> WHAT THIS TASK INVOLVES
Could you copy down every line of the records below word for word, leaving out the pictures?

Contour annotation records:
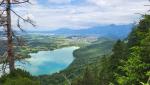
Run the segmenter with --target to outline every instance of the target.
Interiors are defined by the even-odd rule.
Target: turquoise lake
[[[59,72],[67,68],[74,60],[73,51],[79,47],[65,47],[53,51],[39,51],[30,53],[31,58],[26,59],[28,63],[17,62],[22,69],[29,71],[32,75],[45,75]]]

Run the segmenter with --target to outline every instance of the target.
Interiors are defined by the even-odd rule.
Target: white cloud
[[[86,0],[84,5],[72,5],[70,0],[49,0],[50,4],[61,4],[58,6],[45,6],[37,3],[37,0],[32,2],[33,5],[15,10],[23,11],[21,14],[32,14],[40,30],[129,24],[139,19],[135,13],[146,13],[149,9],[144,6],[148,4],[147,0]]]
[[[71,0],[48,0],[51,4],[69,4]]]

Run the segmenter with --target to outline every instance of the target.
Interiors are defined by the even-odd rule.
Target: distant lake
[[[44,75],[59,72],[67,68],[74,60],[73,51],[78,47],[65,47],[53,51],[39,51],[30,53],[31,58],[26,59],[29,63],[21,65],[23,69],[29,71],[32,75]]]

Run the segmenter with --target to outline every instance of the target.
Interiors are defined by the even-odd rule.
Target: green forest
[[[79,77],[73,78],[72,81],[70,81],[71,85],[149,85],[149,42],[150,15],[143,15],[143,19],[133,28],[126,39],[116,41],[111,54],[103,55],[103,57],[96,62],[84,65],[84,68],[78,73],[80,74]],[[107,47],[105,47],[105,49],[106,48]],[[79,52],[75,55],[77,54],[79,54]],[[79,65],[80,63],[84,62],[77,64]],[[57,76],[59,76],[59,74],[54,75],[53,78],[58,78]],[[46,82],[46,78],[48,77],[43,76],[41,78],[35,78],[28,72],[18,69],[2,76],[0,82],[3,85],[40,85],[40,82],[43,80],[44,83],[47,83],[45,85],[54,85],[49,84],[49,81]],[[53,79],[51,79],[51,81],[52,80]],[[68,81],[61,79],[61,77],[56,80],[60,80],[62,85],[69,85]]]
[[[72,1],[71,5],[73,5],[73,8],[74,5],[79,4],[79,2],[75,3],[74,0],[71,1]],[[90,28],[88,29],[88,31],[87,30],[85,31],[84,29],[82,30],[61,29],[58,30],[58,32],[39,31],[39,33],[37,32],[36,34],[35,32],[34,34],[34,31],[33,32],[28,31],[31,34],[25,34],[24,30],[20,25],[20,20],[23,20],[21,21],[21,23],[22,22],[29,23],[33,27],[35,27],[35,24],[33,23],[32,20],[29,19],[29,17],[27,17],[27,19],[24,19],[22,15],[17,14],[14,11],[16,6],[15,4],[17,4],[17,6],[20,6],[20,4],[22,3],[28,3],[28,4],[32,4],[32,3],[30,3],[28,0],[27,1],[26,0],[21,0],[21,1],[0,0],[0,2],[1,2],[0,3],[0,29],[1,27],[4,27],[3,30],[0,30],[0,85],[150,85],[150,15],[148,13],[140,15],[141,17],[139,22],[133,25],[131,32],[125,38],[124,37],[118,38],[118,36],[121,36],[121,34],[122,36],[124,36],[123,33],[120,33],[121,31],[116,32],[118,36],[116,35],[113,36],[113,33],[111,34],[104,33],[103,35],[98,34],[99,33],[98,29],[100,29],[98,26],[97,27],[95,26],[95,29],[92,28],[94,29],[94,31],[89,30]],[[51,2],[51,0],[49,0],[49,2]],[[90,6],[93,5],[94,4],[93,2],[88,5]],[[105,1],[101,1],[100,4],[103,6],[105,4],[104,2]],[[42,0],[40,1],[40,3],[47,6],[47,3],[42,2]],[[62,5],[62,3],[60,2],[53,1],[52,3],[53,5],[50,8],[53,7],[55,8],[58,5]],[[65,2],[63,3],[63,5],[64,4],[68,4],[68,3]],[[78,6],[80,5],[84,6],[85,4],[79,4]],[[97,5],[99,4],[96,4],[96,6]],[[42,7],[42,11],[43,9],[46,8]],[[61,8],[61,13],[62,13],[62,9],[63,8]],[[79,10],[81,9],[83,10],[83,8],[80,8]],[[65,13],[68,10],[65,10]],[[69,14],[74,14],[74,15],[77,14],[78,16],[82,15],[82,12],[79,10],[71,11],[69,12]],[[98,9],[94,9],[94,10],[97,11]],[[103,12],[105,11],[106,10],[103,10]],[[59,13],[57,13],[58,10],[56,10],[56,8],[55,10],[54,9],[50,10],[50,12],[56,12],[55,15],[58,14],[57,16],[59,16]],[[13,28],[12,23],[14,23],[14,21],[11,19],[13,19],[14,17],[12,17],[13,14],[11,13],[13,13],[18,17],[17,27],[19,27],[19,30],[22,31],[19,32],[20,34],[19,33],[15,34],[15,31],[12,29]],[[89,16],[90,15],[94,16],[95,19],[96,15],[89,14]],[[61,19],[64,19],[64,17],[63,18],[61,16],[59,17]],[[65,16],[65,18],[68,18],[68,16]],[[76,17],[74,17],[73,15],[68,19],[70,20],[71,18],[75,18],[72,21],[78,22],[79,20],[76,19]],[[67,22],[68,19],[66,20],[67,24],[68,24]],[[86,17],[84,17],[84,19],[86,19]],[[55,23],[56,22],[57,20],[55,21]],[[65,26],[67,26],[66,23]],[[90,25],[89,23],[90,21],[87,20],[87,23],[83,23],[83,25],[85,24]],[[81,23],[79,22],[73,24],[76,25]],[[92,22],[92,24],[95,23]],[[59,25],[62,25],[62,23],[59,23]],[[70,23],[69,26],[71,26]],[[114,24],[110,26],[115,27]],[[102,27],[105,28],[105,26]],[[108,26],[108,29],[112,30],[111,27]],[[101,30],[101,31],[105,32],[108,31],[108,29]],[[44,35],[43,34],[40,35],[40,33],[42,32]],[[63,34],[63,32],[65,33]],[[77,32],[77,34],[73,34],[74,32]],[[80,32],[85,32],[85,34],[84,33],[78,34]],[[49,34],[46,35],[47,33]],[[88,33],[89,34],[95,33],[95,34],[88,35]],[[19,39],[18,36],[21,38]],[[17,61],[22,61],[22,60],[25,61],[26,59],[30,59],[33,57],[32,55],[30,55],[30,53],[38,54],[40,53],[39,51],[48,51],[49,53],[52,54],[52,51],[56,52],[58,51],[57,49],[64,48],[64,47],[71,47],[71,46],[78,47],[78,49],[75,49],[72,53],[73,60],[71,64],[69,64],[68,66],[64,64],[61,65],[60,67],[66,66],[66,68],[63,68],[61,70],[56,70],[54,73],[49,73],[44,75],[33,75],[30,71],[28,71],[28,69],[17,68],[17,64],[16,64]],[[68,52],[70,52],[70,50],[66,51],[66,53]],[[61,56],[59,55],[59,58],[61,58],[64,54],[66,54],[60,51],[58,53],[61,53]],[[4,59],[3,56],[1,56],[3,54],[4,54]],[[40,57],[45,57],[45,56],[40,56]],[[52,54],[51,56],[54,56],[54,54]],[[43,58],[39,58],[39,60],[40,59],[42,60]],[[51,61],[54,63],[53,60]],[[60,59],[60,61],[62,60]],[[34,62],[41,63],[36,59]],[[46,63],[47,62],[48,61],[46,61]],[[54,65],[58,65],[58,63],[60,62],[57,63],[55,62]],[[45,67],[47,66],[48,65],[45,64]],[[40,68],[40,66],[38,67]],[[40,69],[45,69],[45,68],[42,67]],[[55,68],[51,68],[51,69],[54,70]],[[45,69],[45,70],[49,70],[49,69]],[[34,71],[35,69],[33,70],[33,72]]]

> OUTPUT FOR THIS TASK
Run the segmenter with --target to outline every instance of the target.
Interiors are defined by the even-odd rule.
Target: turquoise lake
[[[59,72],[67,68],[74,60],[73,51],[79,47],[65,47],[53,51],[39,51],[30,53],[31,58],[26,59],[28,63],[17,62],[22,69],[29,71],[32,75],[45,75]]]

Run the segmenter with --target to outline every instance of the target.
Interiors are defined by the even-odd rule.
Target: white cloud
[[[86,0],[84,5],[72,5],[70,0],[49,0],[50,4],[61,4],[58,6],[45,6],[37,3],[37,0],[32,2],[33,5],[15,10],[23,11],[21,14],[32,14],[40,30],[129,24],[139,19],[135,13],[146,13],[149,9],[144,6],[148,4],[147,0]]]
[[[71,0],[48,0],[51,4],[69,4]]]

Run the segmenter with --target to outline every instance of the target.
Interiors are defined by the even-odd rule.
Target: distant lake
[[[44,75],[59,72],[67,68],[74,60],[73,51],[78,47],[65,47],[53,51],[39,51],[30,53],[31,58],[26,59],[29,63],[21,65],[23,69],[29,71],[32,75]]]

Run the segmenter with --target to outline every instance of the target.
Interiors are defined by the even-odd rule.
Target: green forest
[[[79,77],[73,78],[72,81],[70,81],[71,85],[149,85],[149,42],[150,15],[143,15],[143,19],[133,28],[126,39],[116,41],[111,54],[103,55],[103,57],[96,62],[84,65],[84,68],[78,73],[80,74]],[[107,47],[105,47],[105,49],[106,48]],[[79,52],[75,55],[77,54],[79,54]],[[79,65],[80,63],[84,62],[77,64]],[[57,76],[59,76],[59,74],[54,75],[53,78],[58,78]],[[46,82],[46,78],[48,77],[43,76],[41,78],[35,78],[28,72],[18,69],[2,76],[0,82],[3,85],[40,85],[40,82],[43,80],[44,83],[47,83],[45,85],[54,85],[49,84],[49,81]],[[53,79],[51,79],[51,81],[52,80]],[[68,81],[61,79],[61,77],[56,80],[60,80],[62,85],[69,85]]]
[[[72,1],[71,5],[73,5],[73,8],[74,5],[79,4],[79,2],[75,3],[74,0],[71,1]],[[90,28],[88,29],[88,31],[87,30],[85,31],[84,29],[82,30],[61,29],[58,30],[58,32],[39,31],[39,33],[37,32],[36,34],[35,32],[34,34],[34,31],[33,32],[28,31],[31,34],[25,34],[24,30],[20,25],[20,20],[23,20],[21,21],[21,23],[22,22],[29,23],[33,27],[35,27],[35,24],[33,23],[32,20],[29,19],[29,17],[27,17],[27,19],[24,19],[22,15],[17,14],[14,11],[16,6],[15,4],[17,4],[17,6],[20,6],[20,4],[22,3],[28,3],[28,4],[32,4],[32,3],[30,3],[28,0],[27,1],[26,0],[21,0],[21,1],[0,0],[0,2],[1,2],[0,3],[0,29],[1,27],[4,27],[3,30],[0,30],[0,85],[150,85],[150,15],[148,13],[140,15],[141,17],[139,22],[133,25],[131,32],[125,38],[124,37],[118,38],[118,36],[121,36],[121,34],[122,36],[124,36],[123,33],[120,33],[121,31],[116,32],[118,36],[116,35],[113,36],[113,33],[111,34],[104,33],[103,35],[98,34],[99,33],[98,29],[100,29],[98,26],[97,27],[95,26],[95,29],[92,28],[94,29],[94,31],[89,30]],[[51,2],[51,0],[49,0],[49,2]],[[90,6],[93,5],[94,4],[93,2],[88,5]],[[105,1],[101,1],[100,4],[103,6],[105,4],[104,2]],[[42,0],[40,1],[40,3],[47,6],[47,3],[42,2]],[[62,5],[62,3],[60,2],[53,1],[52,3],[53,5],[50,8],[53,7],[55,8],[58,5]],[[65,2],[63,3],[63,5],[64,4],[68,4],[68,3]],[[78,6],[80,5],[84,6],[85,4],[79,4]],[[97,5],[99,4],[96,4],[96,6]],[[42,7],[42,11],[43,9],[46,8]],[[61,8],[61,13],[62,13],[62,9],[63,8]],[[79,10],[81,9],[83,10],[83,8],[80,8]],[[65,13],[68,10],[65,10]],[[69,14],[74,14],[74,15],[77,14],[78,16],[82,15],[82,12],[79,10],[71,11],[69,12]],[[98,9],[94,9],[94,10],[97,11]],[[103,12],[105,11],[106,10],[103,10]],[[59,13],[57,13],[58,10],[56,10],[56,8],[55,10],[54,9],[50,10],[50,12],[56,12],[55,15],[58,14],[57,16],[59,16]],[[13,28],[12,23],[14,23],[14,21],[11,19],[13,19],[14,17],[12,17],[13,14],[11,13],[13,13],[18,17],[17,27],[19,27],[19,30],[22,31],[19,32],[20,34],[19,33],[15,34],[15,31],[12,29]],[[89,16],[90,15],[94,16],[95,19],[96,15],[89,14]],[[61,19],[64,19],[64,17],[63,18],[61,16],[59,17]],[[65,16],[65,18],[68,18],[68,16]],[[76,17],[74,17],[73,15],[68,19],[70,20],[71,18],[75,18],[72,21],[78,22],[79,20],[76,19]],[[67,22],[68,19],[66,20],[67,24],[68,24]],[[86,17],[84,17],[84,19],[86,19]],[[55,23],[56,22],[57,20],[55,21]],[[65,26],[67,26],[66,23]],[[90,25],[89,23],[90,21],[87,20],[87,23],[83,23],[83,25],[85,24]],[[81,23],[79,22],[73,24],[76,25]],[[92,22],[92,24],[95,23]],[[59,25],[62,25],[62,23],[59,23]],[[70,23],[69,26],[71,26]],[[114,24],[110,26],[115,27]],[[102,27],[105,28],[105,26]],[[108,26],[108,29],[112,30],[111,27]],[[101,30],[101,31],[105,32],[108,31],[108,29]],[[44,35],[43,34],[40,35],[40,33],[42,32]],[[63,34],[63,32],[65,33]],[[77,32],[77,34],[73,34],[74,32]],[[80,32],[85,32],[85,34],[84,33],[78,34]],[[49,34],[46,35],[47,33]],[[88,33],[89,34],[95,33],[95,34],[88,35]],[[19,39],[18,36],[21,38]],[[17,61],[22,61],[22,60],[25,61],[26,59],[30,59],[33,57],[32,55],[30,55],[30,53],[38,54],[40,53],[39,51],[48,51],[49,53],[52,54],[52,51],[56,52],[58,51],[57,49],[64,48],[64,47],[71,47],[71,46],[78,47],[78,49],[75,49],[72,53],[73,60],[71,64],[69,64],[68,66],[64,64],[61,65],[60,67],[66,66],[66,68],[63,68],[61,70],[56,70],[54,73],[49,73],[44,75],[33,75],[30,71],[28,71],[28,69],[17,68],[17,64],[16,64]],[[68,52],[70,52],[70,50],[66,51],[66,53]],[[61,56],[59,55],[59,58],[61,58],[64,54],[66,54],[60,51],[58,53],[61,53]],[[4,59],[3,56],[1,56],[3,54],[4,54]],[[40,57],[45,57],[45,56],[40,56]],[[52,54],[51,56],[54,56],[54,54]],[[43,58],[39,58],[39,60],[40,59],[42,60]],[[51,61],[54,63],[53,60]],[[60,59],[60,61],[62,60]],[[34,62],[41,63],[36,59]],[[46,63],[47,62],[48,61],[46,61]],[[54,65],[58,65],[58,63],[60,62],[57,63],[55,62]],[[45,67],[47,66],[48,65],[45,64]],[[40,68],[40,66],[38,67]],[[40,69],[45,69],[45,68],[42,67]],[[55,68],[51,68],[51,69],[54,70]],[[45,69],[45,70],[49,70],[49,69]],[[34,71],[35,69],[33,70],[33,72]]]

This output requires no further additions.